Dataset entries
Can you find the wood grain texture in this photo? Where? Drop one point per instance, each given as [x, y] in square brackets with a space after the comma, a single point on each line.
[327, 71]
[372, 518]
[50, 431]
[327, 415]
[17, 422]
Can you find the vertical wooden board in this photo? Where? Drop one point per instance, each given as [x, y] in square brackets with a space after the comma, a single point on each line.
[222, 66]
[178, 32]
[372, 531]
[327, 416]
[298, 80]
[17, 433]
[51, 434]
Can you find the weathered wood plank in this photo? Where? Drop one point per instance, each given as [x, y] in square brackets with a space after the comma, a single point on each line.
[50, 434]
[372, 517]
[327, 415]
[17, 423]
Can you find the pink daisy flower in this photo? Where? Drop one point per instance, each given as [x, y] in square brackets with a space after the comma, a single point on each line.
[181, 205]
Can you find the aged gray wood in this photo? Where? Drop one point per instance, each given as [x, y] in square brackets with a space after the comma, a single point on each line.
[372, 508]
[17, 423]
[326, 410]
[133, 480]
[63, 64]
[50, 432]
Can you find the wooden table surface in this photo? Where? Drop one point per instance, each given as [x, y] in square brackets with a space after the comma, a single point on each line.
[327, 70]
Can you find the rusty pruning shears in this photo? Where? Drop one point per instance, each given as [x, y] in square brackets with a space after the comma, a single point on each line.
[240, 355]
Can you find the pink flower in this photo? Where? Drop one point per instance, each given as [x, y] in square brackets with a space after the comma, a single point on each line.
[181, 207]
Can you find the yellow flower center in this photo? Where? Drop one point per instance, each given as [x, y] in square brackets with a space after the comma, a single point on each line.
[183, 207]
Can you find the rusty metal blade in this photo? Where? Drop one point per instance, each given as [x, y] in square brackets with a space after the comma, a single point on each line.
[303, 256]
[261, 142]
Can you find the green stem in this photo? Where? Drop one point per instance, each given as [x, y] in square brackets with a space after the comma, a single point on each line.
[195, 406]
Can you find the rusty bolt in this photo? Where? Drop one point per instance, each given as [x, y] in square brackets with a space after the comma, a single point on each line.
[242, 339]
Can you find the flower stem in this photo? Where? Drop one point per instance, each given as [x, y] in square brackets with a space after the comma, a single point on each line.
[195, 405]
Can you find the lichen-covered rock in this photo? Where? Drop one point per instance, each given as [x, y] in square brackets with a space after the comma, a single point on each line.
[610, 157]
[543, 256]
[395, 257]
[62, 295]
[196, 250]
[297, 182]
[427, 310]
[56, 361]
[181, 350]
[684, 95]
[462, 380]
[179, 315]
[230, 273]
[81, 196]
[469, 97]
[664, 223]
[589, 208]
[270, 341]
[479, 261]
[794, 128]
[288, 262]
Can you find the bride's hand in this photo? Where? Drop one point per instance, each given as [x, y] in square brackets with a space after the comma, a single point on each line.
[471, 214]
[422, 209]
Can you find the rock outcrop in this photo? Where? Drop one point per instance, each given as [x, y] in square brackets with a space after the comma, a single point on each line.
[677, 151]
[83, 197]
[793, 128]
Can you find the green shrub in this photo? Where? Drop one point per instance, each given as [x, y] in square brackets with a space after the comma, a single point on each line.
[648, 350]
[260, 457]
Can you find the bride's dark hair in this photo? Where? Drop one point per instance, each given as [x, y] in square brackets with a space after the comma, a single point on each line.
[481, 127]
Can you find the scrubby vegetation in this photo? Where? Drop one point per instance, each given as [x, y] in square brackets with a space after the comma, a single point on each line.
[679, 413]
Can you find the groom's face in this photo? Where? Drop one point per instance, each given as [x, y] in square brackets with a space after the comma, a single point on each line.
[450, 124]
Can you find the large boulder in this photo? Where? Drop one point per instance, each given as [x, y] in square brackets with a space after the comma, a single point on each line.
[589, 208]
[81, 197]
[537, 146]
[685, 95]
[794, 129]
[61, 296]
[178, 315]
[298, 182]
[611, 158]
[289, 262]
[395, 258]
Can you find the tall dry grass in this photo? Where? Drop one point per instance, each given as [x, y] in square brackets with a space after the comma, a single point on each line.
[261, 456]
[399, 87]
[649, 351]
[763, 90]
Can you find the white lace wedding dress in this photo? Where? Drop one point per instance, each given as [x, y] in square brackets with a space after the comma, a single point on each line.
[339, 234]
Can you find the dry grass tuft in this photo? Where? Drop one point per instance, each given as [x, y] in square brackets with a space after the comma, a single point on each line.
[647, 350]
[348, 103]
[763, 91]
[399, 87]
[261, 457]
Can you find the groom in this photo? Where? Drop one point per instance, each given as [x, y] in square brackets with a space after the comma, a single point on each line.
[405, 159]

Your objective
Output the full listing above word for word.

Solution
Can you find the wood grain texture in this photo? Where? Drop one point per instance, each given as [x, y] in square brackets with a space after the comma, a single point on each line.
[327, 71]
[372, 518]
[50, 431]
[327, 415]
[17, 422]
Can you find the vertical wooden board in this photo? Where? Drop one point per instance, each given as [x, y] in square brackets with a space after the comma, a single point on each line.
[222, 66]
[178, 32]
[372, 531]
[327, 416]
[298, 80]
[17, 433]
[51, 434]
Can you find the weathered wood plank in this photo? Where? Drop one point per instance, each given as [x, y] in square brackets with a space after the comma, a single point on each line.
[50, 434]
[372, 517]
[327, 415]
[17, 423]
Can you find the pink daisy flower in this photo? Where? Drop one point per instance, each given as [x, y] in square brackets with a space after the comma, a single point on each line.
[181, 205]
Can you find the aged gray wood in this photo? Where? Drop one point per instance, each given as [x, y] in square brackets with a space after the comma, a single point on each line.
[372, 508]
[17, 423]
[326, 410]
[133, 480]
[63, 64]
[50, 432]
Can you find the wooden table surface in this photo? Where? Drop one point per instance, each given as [x, y] in square brackets with a space after the comma, a single point on each line.
[327, 70]
Can you find the rusty pruning shears in this photo? Where? Drop one point per instance, each given as [x, y] in square brackets with a space after the comma, a single point on each line.
[240, 355]
Can you find the pink flower in this photo? Where? Drop one point per instance, each given as [x, y] in square brackets with a space after the comma, a single point on each line.
[181, 207]
Can you find the yellow flower center in this photo? Where? Drop one point per instance, each given as [x, y] in square brackets with a space after the comma, a single point on each line.
[183, 207]
Can you find the rusty metal blade in this photo? Where? Drop one point per instance, each given as [x, y] in square brackets with a space after the comma, a single point on each line.
[303, 256]
[261, 142]
Can you find the green stem in this photo? Where? Drop one point per instance, each given as [x, y] in square brackets with a space after the comma, a single point on each line.
[195, 406]
Can you find the rusty bolt in this photo? Where? Drop one point per instance, each given as [x, y] in square brackets with a space after the comma, a single point on each line.
[242, 339]
Can you find the flower stem in this photo? Where? Drop one point per instance, each given as [x, y] in square brackets with a space after the comma, a single point on each line.
[195, 405]
Can you find the lichen-covered rock in this photo? Where? Drop one point per instance, each given as [x, y] in square brackets with a space after the comma, a single point on each line.
[610, 157]
[543, 256]
[395, 257]
[62, 295]
[196, 250]
[297, 182]
[427, 310]
[56, 361]
[181, 350]
[684, 95]
[462, 380]
[179, 315]
[230, 273]
[81, 196]
[469, 97]
[664, 223]
[589, 208]
[270, 341]
[479, 261]
[794, 128]
[288, 262]
Can you find the bride's hand in this photo? Where? Drop one point per instance, each given as [x, y] in square brackets with a space after the comma, a single point on each line.
[471, 214]
[422, 209]
Can you find the rock outcrop in this photo? Where? Drop one point per instance, each given as [x, y] in square brackets with a space after the comma, a single point on each line.
[677, 151]
[83, 197]
[793, 128]
Can you find the green shrub in this photo? Where? Drop one point per instance, each given as [x, y] in square brackets with a space after the comma, a single point on each line.
[648, 350]
[260, 457]
Can you find the bride's dark hair in this photo? Where? Drop one point per instance, each given as [x, y] in square brackets with a space after the comma, a single point on each line.
[481, 127]
Can you find the scrubby vegetation in this photo? Where? Drop one point per instance, each given as [x, y] in square brackets with a space after the comma, a single point on each line.
[679, 413]
Can you find the groom's face in this photo? Where? Drop one point per instance, each given as [x, y] in square brackets with a space after the comma, a single point on each line.
[450, 124]
Can you find the large boulder in this photo? Where? Drop one point per instance, each given as [x, y] in square brackets with a space after the comma, a single point on each line.
[589, 208]
[81, 197]
[537, 146]
[685, 95]
[794, 129]
[61, 296]
[178, 315]
[298, 182]
[611, 158]
[289, 262]
[395, 258]
Can you find the tall dry grass in this photo? Where? Drop one point per instance, each given as [x, y] in square brackets with a space after the comma, a single point on each line.
[261, 456]
[399, 87]
[649, 351]
[763, 90]
Can you find the white lace wedding dress in this photo? Where? Drop one point per instance, each given as [x, y] in square brackets with a space after the comma, a single point on each line.
[339, 234]
Can you find the dry grass tuft in this photo? Where? Drop one point per instance, each given as [x, y] in square brackets with a space after the comma, a single point on each line.
[647, 350]
[348, 103]
[763, 91]
[399, 87]
[261, 457]
Can you find the groom in this photo? Where? Drop one point per instance, each given as [x, y] in square brackets with a space after the comma, a single point on each line.
[405, 159]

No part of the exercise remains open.